> **LISTING**:
=-=-=-=-=

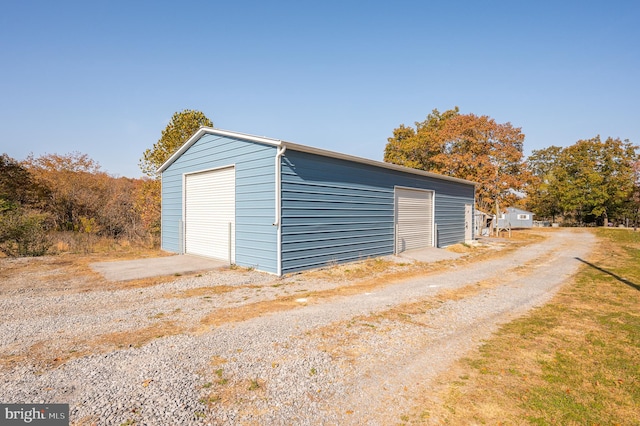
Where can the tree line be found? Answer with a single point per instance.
(69, 197)
(67, 202)
(590, 182)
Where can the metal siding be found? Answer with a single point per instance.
(255, 197)
(336, 210)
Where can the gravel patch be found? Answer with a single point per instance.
(333, 361)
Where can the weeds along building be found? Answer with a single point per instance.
(282, 207)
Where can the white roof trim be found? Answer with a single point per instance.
(303, 148)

=-=-=-=-=

> **INSTRUCTIONS FOR THE TASK**:
Rewrite the lines above, replacing each "be found" with "be seen" and changing nothing else. Leave the pictures out.

> **EXERCISE SOLUTION**:
Where can the tree line be seen? Answer with a single point per instance.
(69, 197)
(67, 202)
(590, 182)
Where can the metal siding be seen? Answer with a single point per instance.
(255, 197)
(336, 210)
Where can the gravel patch be seen? Answer with a single point per instance.
(333, 361)
Where can the weeds along building be seen? Answer with a single point per instance.
(282, 207)
Where can the white roof trim be seen? Answer with a single point per instance.
(303, 148)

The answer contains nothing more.